BEGIN Data provided

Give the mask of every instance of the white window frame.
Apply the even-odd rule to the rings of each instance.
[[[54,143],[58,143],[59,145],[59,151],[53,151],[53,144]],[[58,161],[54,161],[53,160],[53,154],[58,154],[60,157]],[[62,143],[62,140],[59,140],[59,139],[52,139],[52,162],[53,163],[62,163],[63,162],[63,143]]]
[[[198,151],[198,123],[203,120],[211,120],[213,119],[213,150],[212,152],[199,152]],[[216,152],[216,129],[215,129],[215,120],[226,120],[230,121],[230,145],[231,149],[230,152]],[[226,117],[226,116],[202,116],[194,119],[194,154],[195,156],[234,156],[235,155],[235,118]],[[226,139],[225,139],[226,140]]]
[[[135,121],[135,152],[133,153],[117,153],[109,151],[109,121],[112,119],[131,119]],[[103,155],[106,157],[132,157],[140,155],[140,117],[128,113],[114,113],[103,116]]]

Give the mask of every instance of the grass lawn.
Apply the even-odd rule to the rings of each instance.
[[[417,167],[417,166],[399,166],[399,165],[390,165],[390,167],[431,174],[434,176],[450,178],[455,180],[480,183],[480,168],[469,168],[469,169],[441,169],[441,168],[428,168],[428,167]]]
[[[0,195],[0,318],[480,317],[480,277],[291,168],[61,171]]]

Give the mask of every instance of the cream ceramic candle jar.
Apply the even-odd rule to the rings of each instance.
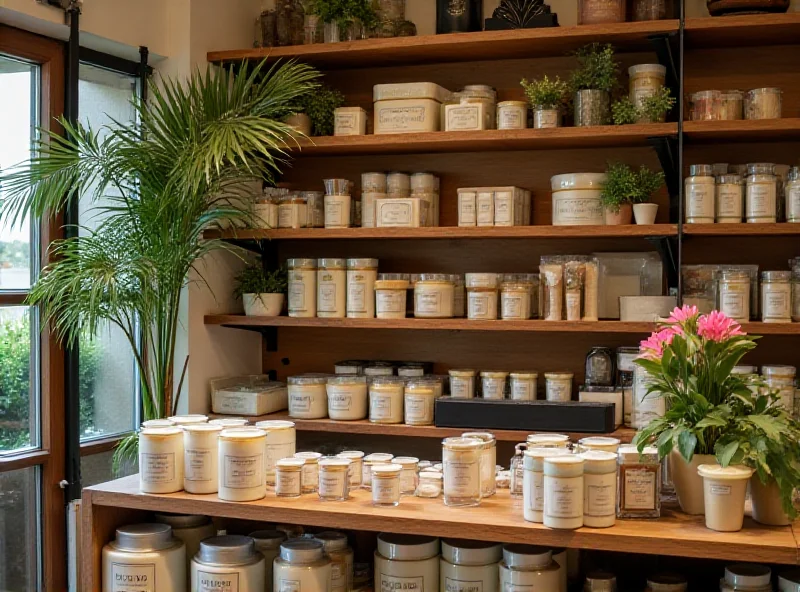
[[[400,473],[403,467],[394,461],[372,467],[372,505],[400,505]]]
[[[438,471],[421,470],[415,495],[425,498],[439,497],[442,494],[442,477]]]
[[[219,498],[250,502],[267,495],[264,450],[267,434],[259,428],[232,428],[219,435]]]
[[[753,469],[744,465],[700,465],[697,473],[703,478],[706,528],[718,532],[742,529],[747,482]]]
[[[120,526],[102,555],[103,592],[186,590],[186,547],[167,524]]]
[[[261,592],[265,564],[264,556],[256,551],[250,537],[226,535],[206,539],[192,559],[192,592]]]
[[[574,529],[583,526],[583,465],[576,455],[544,459],[544,525]]]
[[[397,376],[401,378],[422,378],[425,376],[424,364],[409,363],[397,367]]]
[[[200,541],[217,535],[217,528],[208,516],[187,514],[156,514],[155,520],[168,524],[172,536],[186,545],[186,575],[189,576],[192,557],[200,550]]]
[[[414,316],[449,319],[453,316],[455,287],[444,273],[423,273],[414,284]]]
[[[406,318],[406,297],[410,284],[400,273],[381,273],[375,282],[375,316],[379,319]]]
[[[784,592],[780,587],[781,579],[778,579],[779,589]],[[719,589],[720,592],[772,592],[772,570],[757,563],[728,565],[725,567],[725,576],[720,580]]]
[[[548,401],[566,403],[572,400],[572,372],[546,372],[545,397]]]
[[[329,457],[319,461],[319,499],[343,502],[350,497],[350,460]]]
[[[439,539],[413,534],[378,535],[375,590],[439,591]]]
[[[300,488],[303,493],[316,493],[319,489],[319,452],[295,452],[294,458],[301,459],[305,464],[300,476]]]
[[[483,442],[481,448],[481,497],[490,497],[497,492],[497,440],[491,432],[464,432],[462,438],[475,438]]]
[[[364,457],[361,465],[361,487],[372,489],[372,469],[377,465],[385,465],[392,462],[394,455],[385,452],[373,452]]]
[[[478,320],[497,319],[499,275],[496,273],[468,273],[467,318]]]
[[[531,318],[531,285],[503,282],[500,287],[500,318],[525,321]]]
[[[587,450],[601,450],[603,452],[617,453],[620,441],[617,438],[608,436],[588,436],[578,440],[578,447],[582,452]]]
[[[181,428],[144,428],[139,432],[139,489],[142,493],[183,489]]]
[[[347,535],[326,530],[314,535],[322,543],[325,556],[331,560],[330,592],[349,592],[353,588],[353,548],[347,544]]]
[[[450,370],[450,396],[454,399],[475,397],[475,370]]]
[[[566,434],[528,434],[525,442],[532,448],[569,448]]]
[[[290,317],[317,315],[317,260],[289,259],[288,300]]]
[[[505,399],[508,372],[481,372],[481,396],[484,399]]]
[[[334,376],[328,379],[328,417],[354,421],[367,417],[367,377]]]
[[[522,508],[528,522],[544,521],[544,459],[569,454],[566,448],[535,448],[528,445],[523,459]]]
[[[351,202],[349,195],[326,195],[325,228],[349,228]]]
[[[347,260],[347,318],[375,318],[377,259]]]
[[[221,417],[219,419],[209,420],[208,423],[223,428],[240,428],[248,425],[250,421],[244,417]]]
[[[513,401],[535,401],[536,372],[512,372],[510,375],[510,392]]]
[[[440,592],[498,592],[503,547],[482,541],[442,540]]]
[[[501,101],[497,103],[497,129],[525,129],[528,127],[528,103]],[[444,592],[444,589],[442,589]]]
[[[272,590],[272,564],[281,554],[281,544],[286,540],[286,533],[280,530],[256,530],[248,535],[253,539],[256,551],[264,556],[264,590]]]
[[[171,428],[174,425],[169,419],[148,419],[142,422],[143,428]]]
[[[407,425],[433,425],[437,383],[429,379],[409,380],[403,396]]]
[[[553,226],[604,224],[600,193],[605,182],[605,173],[570,173],[551,177]]]
[[[710,164],[693,164],[684,181],[686,194],[686,222],[689,224],[712,224],[716,205],[714,167]]]
[[[317,316],[347,316],[347,263],[345,259],[320,259],[317,269]]]
[[[303,458],[281,458],[275,462],[275,495],[300,497],[303,492]]]
[[[274,592],[332,592],[331,560],[322,543],[314,539],[290,539],[281,544],[273,566]]]
[[[183,488],[187,493],[216,493],[219,479],[219,434],[222,426],[183,426]]]
[[[369,383],[369,420],[374,423],[403,423],[403,396],[406,381],[379,376]]]
[[[617,519],[617,454],[589,450],[583,459],[583,525],[614,526]]]
[[[786,409],[793,409],[794,379],[797,369],[794,366],[761,366],[761,374],[764,376],[767,387],[770,390],[778,391],[781,405]]]
[[[289,417],[322,419],[328,417],[327,374],[301,374],[287,379]]]
[[[778,214],[778,179],[775,165],[747,165],[745,214],[748,222],[775,222]]]
[[[726,269],[719,280],[719,310],[734,321],[750,320],[750,274]]]
[[[272,419],[259,421],[257,428],[266,430],[266,475],[267,485],[275,485],[275,463],[281,458],[294,456],[296,452],[297,431],[293,421]]]
[[[744,192],[739,175],[719,175],[714,201],[717,224],[738,224],[744,216]]]
[[[631,66],[628,68],[630,79],[628,98],[641,109],[645,99],[655,96],[664,87],[666,75],[667,69],[661,64]],[[647,117],[640,117],[637,123],[650,123],[650,120]]]
[[[445,438],[442,441],[444,503],[477,506],[481,503],[481,453],[477,438]]]
[[[345,450],[336,456],[339,458],[346,458],[350,461],[350,468],[347,470],[350,489],[361,487],[361,474],[364,469],[364,453],[360,450]]]
[[[792,322],[792,272],[761,272],[761,320],[764,323]]]
[[[503,545],[500,592],[559,590],[559,568],[552,551],[532,545]]]
[[[207,423],[208,416],[195,413],[192,415],[173,415],[169,420],[177,426],[191,425],[194,423]]]
[[[364,374],[369,377],[394,376],[394,364],[390,362],[372,362],[364,366]]]
[[[417,490],[419,459],[413,456],[396,456],[392,463],[400,465],[400,495],[414,495]]]
[[[361,107],[339,107],[333,112],[334,136],[363,136],[367,133],[367,112]]]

END Data provided

# What you will do:
With the images omitted, output all entries exactly as given.

# Task response:
Give the mask of every instance of the white window frame.
Apply the even-odd rule to the rings of each instance.
[[[54,143],[58,143],[59,145],[59,151],[53,151],[53,144]],[[58,161],[54,161],[53,160],[53,154],[58,154],[60,157]],[[62,143],[62,140],[59,140],[59,139],[52,139],[52,162],[53,163],[62,163],[63,162],[63,143]]]
[[[198,151],[198,123],[203,120],[211,120],[213,119],[213,150],[212,152],[199,152]],[[216,152],[216,129],[215,129],[215,120],[226,120],[230,121],[230,145],[231,149],[230,152]],[[226,117],[226,116],[202,116],[194,119],[194,154],[195,156],[234,156],[235,155],[235,118]],[[226,139],[225,139],[226,140]]]
[[[135,121],[135,152],[133,153],[117,153],[109,151],[109,121],[112,119],[131,119]],[[103,155],[106,157],[132,157],[140,155],[140,117],[128,113],[114,113],[103,116]]]

Give the mask of every instance of the grass lawn.
Apply the even-odd rule to the rings of each instance.
[[[417,167],[417,166],[399,166],[399,165],[390,165],[390,167],[431,174],[434,176],[450,178],[455,180],[480,183],[480,168],[469,168],[469,169],[441,169],[441,168],[428,168],[428,167]]]
[[[0,195],[0,318],[480,317],[480,277],[291,168],[61,171]]]

Give the mask of every instance of the cream ceramic candle jar.
Apply the even-odd rule to the rings of each instance.
[[[400,473],[403,467],[394,461],[372,467],[372,505],[400,505]]]
[[[438,471],[421,470],[415,495],[425,498],[439,497],[442,494],[442,477]]]
[[[219,498],[250,502],[267,495],[264,450],[267,434],[259,428],[232,428],[219,435]]]
[[[753,469],[744,465],[700,465],[697,473],[703,478],[706,528],[718,532],[742,529],[747,482]]]
[[[120,526],[102,555],[103,592],[186,590],[186,547],[167,524]]]
[[[261,592],[265,564],[264,556],[256,551],[250,537],[226,535],[206,539],[192,559],[192,592]]]
[[[574,529],[583,526],[583,465],[576,455],[544,459],[544,525]]]
[[[397,376],[401,378],[422,378],[425,376],[424,364],[409,363],[397,367]]]
[[[200,541],[217,535],[217,528],[208,516],[187,514],[156,514],[155,520],[168,524],[172,536],[186,545],[186,575],[189,576],[192,557],[200,550]]]
[[[414,316],[449,319],[453,316],[455,287],[444,273],[423,273],[414,284]]]
[[[406,318],[406,297],[410,284],[400,273],[381,273],[375,282],[375,316],[379,319]]]
[[[784,592],[780,587],[781,579],[778,579],[779,589]],[[719,589],[720,592],[772,592],[772,570],[757,563],[728,565],[725,567],[725,576],[720,580]]]
[[[548,401],[566,403],[572,400],[572,372],[546,372],[545,397]]]
[[[329,457],[319,461],[319,499],[343,502],[350,497],[350,460]]]
[[[439,539],[413,534],[378,535],[375,590],[439,591]]]
[[[300,488],[303,493],[316,493],[319,489],[319,452],[295,452],[294,458],[301,459],[305,464],[300,476]]]
[[[483,442],[481,448],[481,497],[490,497],[497,492],[497,440],[491,432],[464,432],[462,438],[475,438]]]
[[[364,457],[361,465],[361,487],[372,489],[372,469],[377,465],[385,465],[392,462],[394,455],[385,452],[373,452]]]
[[[478,320],[497,319],[499,275],[496,273],[468,273],[467,318]]]
[[[531,318],[531,285],[503,282],[500,287],[500,318],[525,321]]]
[[[587,450],[601,450],[603,452],[617,453],[620,441],[617,438],[608,436],[588,436],[578,440],[578,447],[582,452]]]
[[[181,428],[144,428],[139,432],[139,489],[142,493],[183,489]]]
[[[347,535],[326,530],[314,535],[322,543],[325,556],[331,560],[330,592],[349,592],[353,588],[353,548],[347,544]]]
[[[450,370],[450,396],[454,399],[475,397],[475,370]]]
[[[566,434],[528,434],[525,442],[532,448],[569,448]]]
[[[290,317],[317,315],[317,260],[289,259],[288,300]]]
[[[505,399],[508,372],[481,372],[481,396],[484,399]]]
[[[334,376],[328,379],[328,417],[354,421],[367,417],[367,377]]]
[[[522,508],[528,522],[544,521],[544,459],[569,454],[566,448],[535,448],[528,445],[523,459]]]
[[[351,202],[349,195],[326,195],[325,228],[349,228]]]
[[[347,260],[347,318],[375,318],[377,259]]]
[[[221,417],[219,419],[209,420],[208,423],[223,428],[240,428],[248,425],[250,421],[244,417]]]
[[[513,401],[535,401],[536,372],[512,372],[510,375],[510,392]]]
[[[440,592],[498,592],[503,547],[482,541],[442,540]]]
[[[501,101],[497,103],[497,129],[525,129],[528,127],[528,103]],[[444,592],[444,589],[442,589]]]
[[[272,590],[272,564],[281,554],[281,544],[286,540],[286,533],[280,530],[256,530],[248,535],[253,539],[256,551],[264,556],[264,590]]]
[[[171,428],[174,425],[169,419],[148,419],[142,422],[143,428]]]
[[[407,425],[433,425],[437,383],[429,379],[409,380],[403,396]]]
[[[553,226],[604,224],[600,193],[605,182],[605,173],[570,173],[551,177]]]
[[[710,164],[693,164],[684,181],[686,194],[686,222],[689,224],[712,224],[716,205],[714,167]]]
[[[317,316],[347,316],[347,263],[345,259],[320,259],[317,269]]]
[[[303,458],[281,458],[275,462],[275,495],[300,497],[303,492]]]
[[[274,592],[332,592],[331,560],[322,543],[314,539],[290,539],[281,544],[273,566]]]
[[[183,488],[187,493],[216,493],[219,479],[219,434],[222,426],[183,426]]]
[[[369,383],[369,420],[374,423],[403,423],[403,396],[406,381],[379,376]]]
[[[617,519],[617,454],[589,450],[583,459],[583,525],[614,526]]]
[[[786,409],[793,409],[794,379],[797,369],[794,366],[761,366],[761,374],[764,376],[767,387],[770,390],[778,391],[781,405]]]
[[[289,417],[322,419],[328,417],[327,374],[301,374],[287,379]]]
[[[778,214],[778,179],[775,165],[747,165],[745,214],[748,222],[775,222]]]
[[[726,269],[719,280],[719,310],[734,321],[750,320],[750,274]]]
[[[272,419],[259,421],[257,428],[266,430],[266,475],[267,485],[275,485],[275,463],[281,458],[294,456],[296,452],[297,431],[293,421]]]
[[[744,192],[739,175],[719,175],[714,201],[717,224],[738,224],[744,216]]]
[[[631,66],[628,68],[630,79],[628,98],[641,109],[645,99],[655,96],[664,87],[666,75],[667,69],[661,64]],[[647,117],[640,117],[637,123],[650,123],[650,120]]]
[[[445,438],[442,441],[444,503],[477,506],[481,503],[481,453],[477,438]]]
[[[345,450],[336,456],[339,458],[346,458],[350,461],[350,468],[347,470],[350,489],[361,487],[361,474],[364,469],[364,453],[360,450]]]
[[[792,322],[792,272],[761,272],[761,320],[764,323]]]
[[[503,545],[500,592],[559,590],[559,568],[552,551],[532,545]]]
[[[207,423],[208,416],[195,413],[192,415],[173,415],[169,420],[177,426],[191,425],[194,423]]]
[[[364,374],[369,377],[394,376],[394,364],[390,362],[372,362],[364,366]]]
[[[417,490],[419,459],[413,456],[396,456],[392,463],[400,465],[400,495],[414,495]]]
[[[361,107],[339,107],[333,112],[334,136],[363,136],[367,133],[367,112]]]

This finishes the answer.